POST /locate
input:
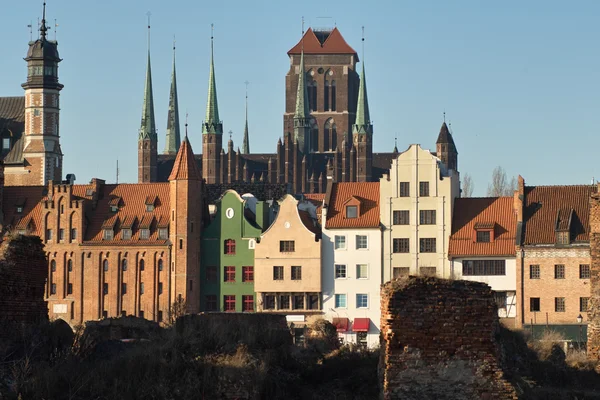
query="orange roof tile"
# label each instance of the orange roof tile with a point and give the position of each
(542, 212)
(480, 213)
(333, 43)
(365, 192)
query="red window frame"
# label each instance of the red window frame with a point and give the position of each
(229, 246)
(229, 303)
(248, 273)
(248, 303)
(229, 275)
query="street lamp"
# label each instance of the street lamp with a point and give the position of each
(579, 321)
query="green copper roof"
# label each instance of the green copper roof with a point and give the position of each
(173, 139)
(302, 94)
(148, 127)
(363, 120)
(212, 123)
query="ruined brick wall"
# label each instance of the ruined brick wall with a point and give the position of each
(23, 273)
(438, 341)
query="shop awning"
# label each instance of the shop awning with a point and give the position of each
(341, 324)
(361, 325)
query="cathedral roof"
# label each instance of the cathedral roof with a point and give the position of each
(323, 42)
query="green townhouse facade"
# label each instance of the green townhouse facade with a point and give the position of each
(228, 242)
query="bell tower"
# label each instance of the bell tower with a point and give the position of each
(41, 148)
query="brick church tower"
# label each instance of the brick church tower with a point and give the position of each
(41, 148)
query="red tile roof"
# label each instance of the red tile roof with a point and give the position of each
(548, 207)
(333, 43)
(368, 195)
(483, 213)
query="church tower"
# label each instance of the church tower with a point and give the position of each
(147, 138)
(41, 147)
(212, 129)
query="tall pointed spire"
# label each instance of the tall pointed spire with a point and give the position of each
(212, 123)
(148, 126)
(246, 142)
(173, 139)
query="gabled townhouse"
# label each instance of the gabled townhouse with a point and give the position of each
(482, 248)
(287, 263)
(416, 201)
(228, 243)
(351, 261)
(553, 257)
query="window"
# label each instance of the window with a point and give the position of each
(248, 303)
(559, 304)
(559, 271)
(584, 271)
(211, 302)
(107, 234)
(362, 271)
(296, 272)
(402, 217)
(211, 273)
(229, 275)
(287, 246)
(340, 271)
(534, 272)
(340, 242)
(284, 302)
(404, 189)
(248, 274)
(361, 242)
(424, 189)
(278, 273)
(163, 233)
(299, 302)
(229, 246)
(534, 304)
(427, 217)
(428, 271)
(483, 236)
(401, 245)
(398, 272)
(362, 300)
(340, 301)
(351, 212)
(484, 267)
(583, 304)
(427, 245)
(269, 302)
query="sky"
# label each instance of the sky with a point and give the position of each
(518, 81)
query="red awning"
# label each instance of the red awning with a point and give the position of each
(341, 324)
(361, 325)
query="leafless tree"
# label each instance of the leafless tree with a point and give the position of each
(500, 185)
(467, 186)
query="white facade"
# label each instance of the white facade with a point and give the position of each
(421, 191)
(505, 285)
(358, 282)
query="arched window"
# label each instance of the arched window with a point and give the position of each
(229, 246)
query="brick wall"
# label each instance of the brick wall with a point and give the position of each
(23, 275)
(437, 341)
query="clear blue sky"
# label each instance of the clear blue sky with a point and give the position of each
(519, 81)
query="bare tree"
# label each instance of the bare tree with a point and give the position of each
(500, 185)
(467, 186)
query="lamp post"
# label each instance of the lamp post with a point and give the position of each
(579, 321)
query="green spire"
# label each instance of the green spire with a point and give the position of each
(363, 121)
(148, 127)
(173, 136)
(212, 123)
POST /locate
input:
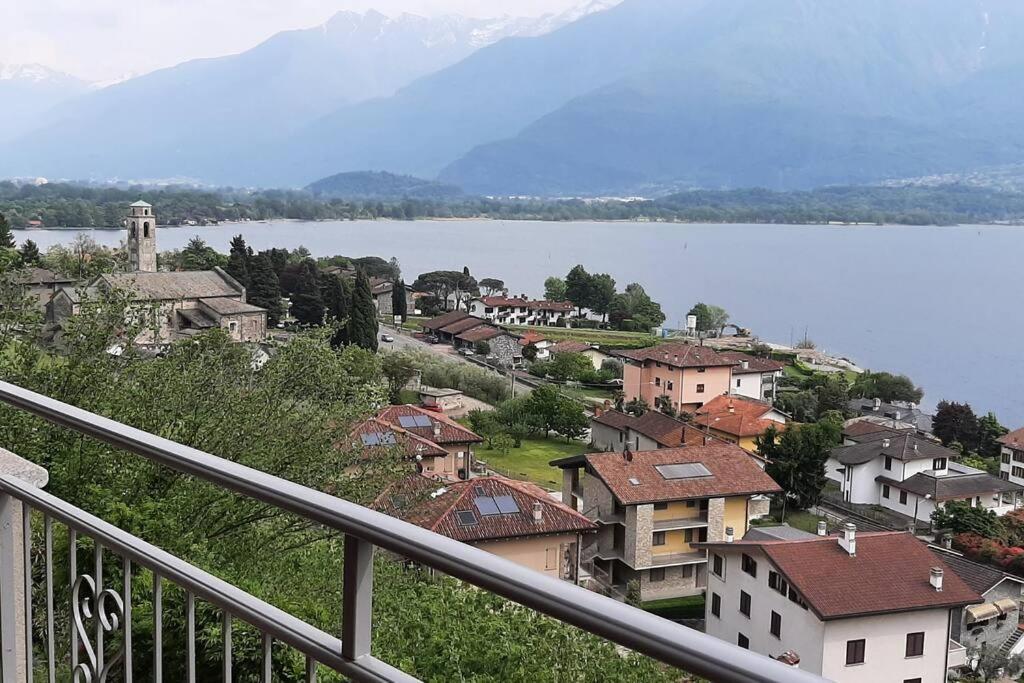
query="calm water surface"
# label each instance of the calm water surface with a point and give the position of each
(941, 304)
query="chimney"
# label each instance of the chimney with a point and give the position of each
(936, 579)
(848, 541)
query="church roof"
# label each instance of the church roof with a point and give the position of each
(174, 286)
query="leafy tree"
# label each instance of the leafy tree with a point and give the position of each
(960, 517)
(493, 286)
(710, 318)
(263, 290)
(398, 370)
(555, 289)
(797, 461)
(6, 237)
(363, 326)
(29, 253)
(307, 303)
(886, 386)
(956, 422)
(398, 303)
(238, 260)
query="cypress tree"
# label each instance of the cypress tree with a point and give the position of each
(29, 252)
(238, 262)
(398, 304)
(6, 237)
(363, 317)
(264, 290)
(307, 304)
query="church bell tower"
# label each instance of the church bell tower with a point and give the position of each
(141, 238)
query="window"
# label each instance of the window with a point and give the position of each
(915, 644)
(854, 651)
(776, 625)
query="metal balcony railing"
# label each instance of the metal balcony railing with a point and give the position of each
(98, 611)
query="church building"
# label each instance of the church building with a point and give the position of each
(181, 304)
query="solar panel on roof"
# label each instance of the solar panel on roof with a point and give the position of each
(683, 471)
(466, 517)
(506, 504)
(485, 505)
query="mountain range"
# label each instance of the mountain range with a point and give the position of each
(645, 96)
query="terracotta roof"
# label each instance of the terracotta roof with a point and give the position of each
(889, 573)
(462, 325)
(394, 436)
(731, 471)
(736, 416)
(453, 510)
(446, 318)
(754, 364)
(679, 355)
(480, 333)
(668, 432)
(448, 430)
(1014, 439)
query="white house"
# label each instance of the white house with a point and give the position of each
(912, 475)
(856, 608)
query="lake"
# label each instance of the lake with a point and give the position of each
(939, 304)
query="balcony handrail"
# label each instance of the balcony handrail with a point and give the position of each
(640, 631)
(305, 638)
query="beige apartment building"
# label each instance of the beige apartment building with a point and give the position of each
(653, 507)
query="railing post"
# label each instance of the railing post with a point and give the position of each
(357, 594)
(14, 600)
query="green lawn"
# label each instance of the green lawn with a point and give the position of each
(689, 607)
(530, 461)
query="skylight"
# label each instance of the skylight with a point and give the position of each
(683, 471)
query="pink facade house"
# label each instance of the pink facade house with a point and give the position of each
(690, 376)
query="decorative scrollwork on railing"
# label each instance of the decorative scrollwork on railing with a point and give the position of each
(110, 609)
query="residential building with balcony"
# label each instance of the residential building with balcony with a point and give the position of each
(654, 506)
(739, 420)
(689, 375)
(754, 377)
(516, 520)
(856, 608)
(912, 476)
(1012, 457)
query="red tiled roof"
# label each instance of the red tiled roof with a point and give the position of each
(735, 416)
(442, 430)
(889, 573)
(427, 504)
(679, 355)
(733, 472)
(1014, 439)
(754, 364)
(446, 318)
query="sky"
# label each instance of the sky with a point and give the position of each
(107, 40)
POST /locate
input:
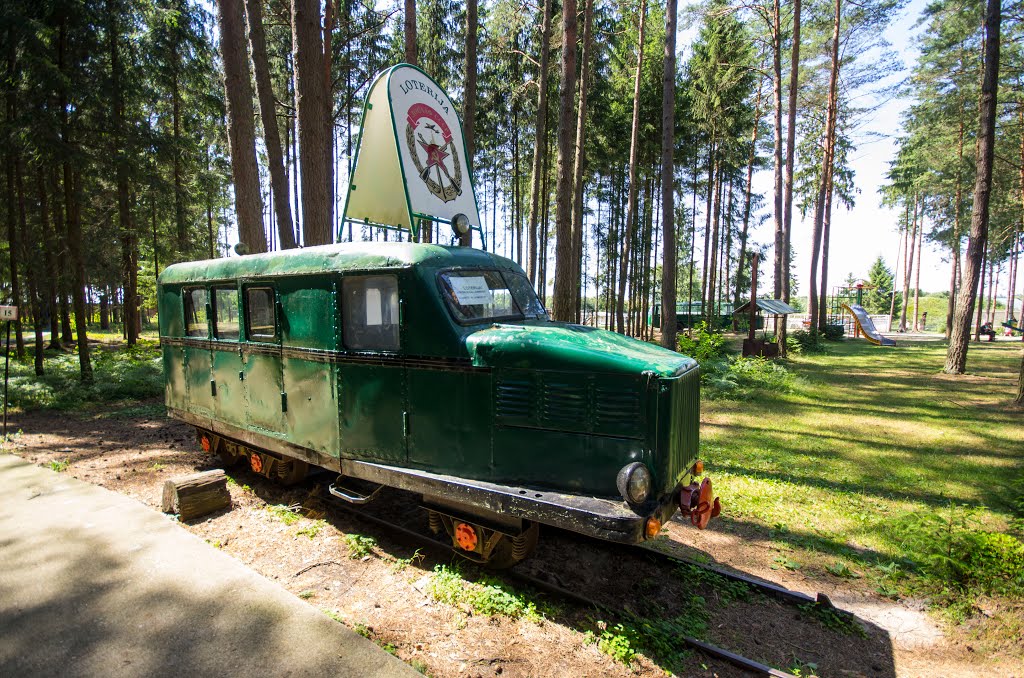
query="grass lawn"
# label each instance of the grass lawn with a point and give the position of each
(876, 462)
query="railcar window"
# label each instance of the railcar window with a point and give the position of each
(370, 308)
(260, 316)
(482, 296)
(225, 314)
(196, 321)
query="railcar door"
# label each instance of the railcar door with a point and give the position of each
(196, 351)
(372, 373)
(226, 355)
(309, 341)
(265, 397)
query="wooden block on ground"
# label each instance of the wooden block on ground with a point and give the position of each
(193, 496)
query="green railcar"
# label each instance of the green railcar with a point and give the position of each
(434, 370)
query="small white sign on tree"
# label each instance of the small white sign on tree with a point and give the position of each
(411, 161)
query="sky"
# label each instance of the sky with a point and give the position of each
(867, 230)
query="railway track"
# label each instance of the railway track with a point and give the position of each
(540, 583)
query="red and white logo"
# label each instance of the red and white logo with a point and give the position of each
(430, 143)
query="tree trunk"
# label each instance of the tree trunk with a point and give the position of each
(908, 269)
(563, 301)
(312, 113)
(32, 270)
(581, 154)
(271, 134)
(752, 156)
(469, 102)
(15, 288)
(956, 353)
(540, 143)
(985, 265)
(791, 134)
(668, 183)
(776, 47)
(710, 312)
(241, 130)
(49, 255)
(825, 237)
(72, 191)
(1020, 383)
(129, 258)
(179, 205)
(410, 33)
(892, 301)
(950, 307)
(634, 167)
(916, 274)
(824, 189)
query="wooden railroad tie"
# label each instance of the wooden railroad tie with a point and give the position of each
(196, 495)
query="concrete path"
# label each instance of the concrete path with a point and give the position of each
(95, 584)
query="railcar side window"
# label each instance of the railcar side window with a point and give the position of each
(483, 296)
(225, 314)
(370, 307)
(196, 321)
(260, 316)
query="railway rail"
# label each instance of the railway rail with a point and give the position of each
(784, 595)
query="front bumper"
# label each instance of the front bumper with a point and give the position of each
(609, 519)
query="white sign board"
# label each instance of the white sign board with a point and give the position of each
(468, 291)
(411, 145)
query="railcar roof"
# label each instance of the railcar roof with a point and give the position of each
(345, 256)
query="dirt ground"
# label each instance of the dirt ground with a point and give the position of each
(385, 593)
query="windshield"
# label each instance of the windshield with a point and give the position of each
(482, 296)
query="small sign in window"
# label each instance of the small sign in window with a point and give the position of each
(196, 320)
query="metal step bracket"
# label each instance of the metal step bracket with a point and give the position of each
(352, 496)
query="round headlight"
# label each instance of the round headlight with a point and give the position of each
(460, 224)
(634, 482)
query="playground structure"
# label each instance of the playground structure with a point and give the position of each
(847, 309)
(864, 326)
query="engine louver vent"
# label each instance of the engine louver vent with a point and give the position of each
(513, 404)
(577, 403)
(564, 406)
(616, 411)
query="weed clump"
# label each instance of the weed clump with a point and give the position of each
(287, 514)
(741, 378)
(487, 596)
(359, 546)
(957, 558)
(124, 374)
(702, 344)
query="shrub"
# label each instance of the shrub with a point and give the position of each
(702, 344)
(741, 377)
(952, 552)
(805, 341)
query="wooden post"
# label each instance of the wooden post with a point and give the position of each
(193, 496)
(754, 297)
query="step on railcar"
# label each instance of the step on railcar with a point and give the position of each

# # # # # # #

• _Task to complete_:
How many lines in the listing above contain the string "door"? Reply with the number alone.

• _Finished task_:
2